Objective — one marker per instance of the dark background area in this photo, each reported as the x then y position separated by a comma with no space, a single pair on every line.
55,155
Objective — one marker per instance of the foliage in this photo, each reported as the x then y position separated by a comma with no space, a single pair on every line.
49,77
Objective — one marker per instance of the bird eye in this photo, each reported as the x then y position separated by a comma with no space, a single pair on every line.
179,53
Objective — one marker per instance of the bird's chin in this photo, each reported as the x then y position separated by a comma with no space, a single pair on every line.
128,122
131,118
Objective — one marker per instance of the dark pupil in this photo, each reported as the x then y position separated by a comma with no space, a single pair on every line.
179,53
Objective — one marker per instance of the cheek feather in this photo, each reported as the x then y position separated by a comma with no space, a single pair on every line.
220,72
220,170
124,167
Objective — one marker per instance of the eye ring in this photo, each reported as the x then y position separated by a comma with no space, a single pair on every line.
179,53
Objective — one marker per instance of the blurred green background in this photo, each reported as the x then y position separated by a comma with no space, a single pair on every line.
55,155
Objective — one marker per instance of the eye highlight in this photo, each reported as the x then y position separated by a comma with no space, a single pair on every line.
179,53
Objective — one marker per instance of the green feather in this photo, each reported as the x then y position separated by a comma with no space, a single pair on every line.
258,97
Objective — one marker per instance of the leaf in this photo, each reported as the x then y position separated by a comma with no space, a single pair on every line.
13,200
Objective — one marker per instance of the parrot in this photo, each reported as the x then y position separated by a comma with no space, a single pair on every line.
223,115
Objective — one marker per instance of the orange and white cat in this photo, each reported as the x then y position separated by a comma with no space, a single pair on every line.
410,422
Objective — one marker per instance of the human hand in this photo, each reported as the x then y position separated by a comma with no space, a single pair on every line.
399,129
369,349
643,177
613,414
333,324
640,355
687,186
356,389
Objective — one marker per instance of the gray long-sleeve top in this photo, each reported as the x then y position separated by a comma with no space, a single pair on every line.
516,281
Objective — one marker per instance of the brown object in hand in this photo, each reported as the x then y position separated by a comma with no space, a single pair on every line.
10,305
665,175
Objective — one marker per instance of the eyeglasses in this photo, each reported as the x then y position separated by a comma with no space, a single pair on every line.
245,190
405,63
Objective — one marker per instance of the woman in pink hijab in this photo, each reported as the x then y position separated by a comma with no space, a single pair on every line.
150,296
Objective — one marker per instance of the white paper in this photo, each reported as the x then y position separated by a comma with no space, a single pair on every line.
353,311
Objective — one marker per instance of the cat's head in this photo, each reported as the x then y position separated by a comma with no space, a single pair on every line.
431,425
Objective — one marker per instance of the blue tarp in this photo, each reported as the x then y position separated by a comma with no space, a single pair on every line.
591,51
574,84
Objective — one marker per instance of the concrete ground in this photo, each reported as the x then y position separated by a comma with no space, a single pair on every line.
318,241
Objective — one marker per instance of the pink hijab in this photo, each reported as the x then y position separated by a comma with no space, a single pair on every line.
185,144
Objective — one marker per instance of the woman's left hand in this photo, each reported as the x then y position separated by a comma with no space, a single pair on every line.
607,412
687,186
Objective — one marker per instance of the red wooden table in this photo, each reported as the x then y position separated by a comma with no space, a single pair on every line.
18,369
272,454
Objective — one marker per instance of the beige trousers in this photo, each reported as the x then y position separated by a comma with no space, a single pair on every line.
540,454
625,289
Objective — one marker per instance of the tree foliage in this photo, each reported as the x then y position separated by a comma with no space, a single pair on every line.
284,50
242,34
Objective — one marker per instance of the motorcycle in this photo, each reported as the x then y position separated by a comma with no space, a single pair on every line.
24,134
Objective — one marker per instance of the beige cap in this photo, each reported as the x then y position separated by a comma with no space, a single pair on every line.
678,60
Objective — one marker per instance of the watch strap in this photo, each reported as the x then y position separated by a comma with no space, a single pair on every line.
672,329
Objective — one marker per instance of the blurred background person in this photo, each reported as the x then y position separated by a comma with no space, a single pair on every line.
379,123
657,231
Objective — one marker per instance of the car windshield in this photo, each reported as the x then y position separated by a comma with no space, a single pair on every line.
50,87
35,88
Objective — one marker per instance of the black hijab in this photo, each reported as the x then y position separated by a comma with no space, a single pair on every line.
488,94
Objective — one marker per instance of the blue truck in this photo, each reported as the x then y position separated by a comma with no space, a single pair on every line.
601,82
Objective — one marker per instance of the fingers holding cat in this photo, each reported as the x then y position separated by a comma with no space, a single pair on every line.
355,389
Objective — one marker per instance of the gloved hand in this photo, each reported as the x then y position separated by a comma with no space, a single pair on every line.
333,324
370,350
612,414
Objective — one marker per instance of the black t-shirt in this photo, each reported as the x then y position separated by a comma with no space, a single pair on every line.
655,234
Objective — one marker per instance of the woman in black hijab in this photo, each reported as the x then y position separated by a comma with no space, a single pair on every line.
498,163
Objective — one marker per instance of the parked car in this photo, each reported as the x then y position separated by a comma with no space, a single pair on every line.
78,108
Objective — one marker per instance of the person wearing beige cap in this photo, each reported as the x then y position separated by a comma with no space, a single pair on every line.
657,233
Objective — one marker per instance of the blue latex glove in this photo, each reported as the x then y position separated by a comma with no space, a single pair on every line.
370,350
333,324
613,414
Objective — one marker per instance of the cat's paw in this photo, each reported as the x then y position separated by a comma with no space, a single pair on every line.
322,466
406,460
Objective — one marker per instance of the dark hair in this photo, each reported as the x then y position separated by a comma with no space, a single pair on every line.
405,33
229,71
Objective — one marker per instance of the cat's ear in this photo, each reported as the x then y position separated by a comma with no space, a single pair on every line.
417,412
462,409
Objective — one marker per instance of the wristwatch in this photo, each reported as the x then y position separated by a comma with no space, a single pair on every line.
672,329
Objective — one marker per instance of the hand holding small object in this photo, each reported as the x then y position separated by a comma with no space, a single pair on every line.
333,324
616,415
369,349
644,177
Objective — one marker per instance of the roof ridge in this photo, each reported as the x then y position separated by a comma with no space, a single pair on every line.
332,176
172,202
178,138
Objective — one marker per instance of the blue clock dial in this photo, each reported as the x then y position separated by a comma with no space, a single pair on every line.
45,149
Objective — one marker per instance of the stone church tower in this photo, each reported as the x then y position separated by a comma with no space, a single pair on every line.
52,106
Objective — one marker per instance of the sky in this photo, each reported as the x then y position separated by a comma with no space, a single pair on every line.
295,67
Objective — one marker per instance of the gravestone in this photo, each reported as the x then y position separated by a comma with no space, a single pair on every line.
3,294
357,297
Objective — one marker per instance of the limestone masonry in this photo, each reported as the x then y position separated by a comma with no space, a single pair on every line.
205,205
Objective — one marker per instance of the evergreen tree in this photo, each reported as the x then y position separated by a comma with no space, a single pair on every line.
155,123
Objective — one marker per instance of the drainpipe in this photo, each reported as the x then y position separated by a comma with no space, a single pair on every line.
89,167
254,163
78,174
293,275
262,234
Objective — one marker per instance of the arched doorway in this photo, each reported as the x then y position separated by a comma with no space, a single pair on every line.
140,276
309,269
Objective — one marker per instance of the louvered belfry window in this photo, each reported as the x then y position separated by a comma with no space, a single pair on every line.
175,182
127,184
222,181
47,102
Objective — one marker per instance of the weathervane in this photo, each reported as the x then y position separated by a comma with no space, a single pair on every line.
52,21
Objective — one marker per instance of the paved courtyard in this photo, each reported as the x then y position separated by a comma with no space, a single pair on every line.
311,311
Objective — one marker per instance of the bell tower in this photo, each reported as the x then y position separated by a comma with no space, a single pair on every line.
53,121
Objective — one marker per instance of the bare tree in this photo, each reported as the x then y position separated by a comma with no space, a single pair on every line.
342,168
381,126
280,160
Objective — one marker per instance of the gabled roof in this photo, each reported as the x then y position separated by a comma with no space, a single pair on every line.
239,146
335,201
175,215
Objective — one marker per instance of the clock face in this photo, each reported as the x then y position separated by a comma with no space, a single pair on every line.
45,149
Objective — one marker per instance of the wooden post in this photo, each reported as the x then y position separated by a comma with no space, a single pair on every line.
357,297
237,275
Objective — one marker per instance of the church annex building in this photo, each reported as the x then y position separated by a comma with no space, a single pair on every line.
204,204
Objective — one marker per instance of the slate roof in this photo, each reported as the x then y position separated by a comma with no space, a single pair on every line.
☆ ☆ ☆ ☆ ☆ ☆ ☆
Reproduce verbatim only the lines from the one holding "Objective — one marker per instance of the church" through the end of the records.

Objective — one marker per instance of the church annex building in this photo, each reported as the x then y position separated by a comma with no space, a single pair on every line.
204,204
Objective — one marker per instance of the slate roof in this photo, each reported as the x then y position separated by a comma with no space, a single pair on every line.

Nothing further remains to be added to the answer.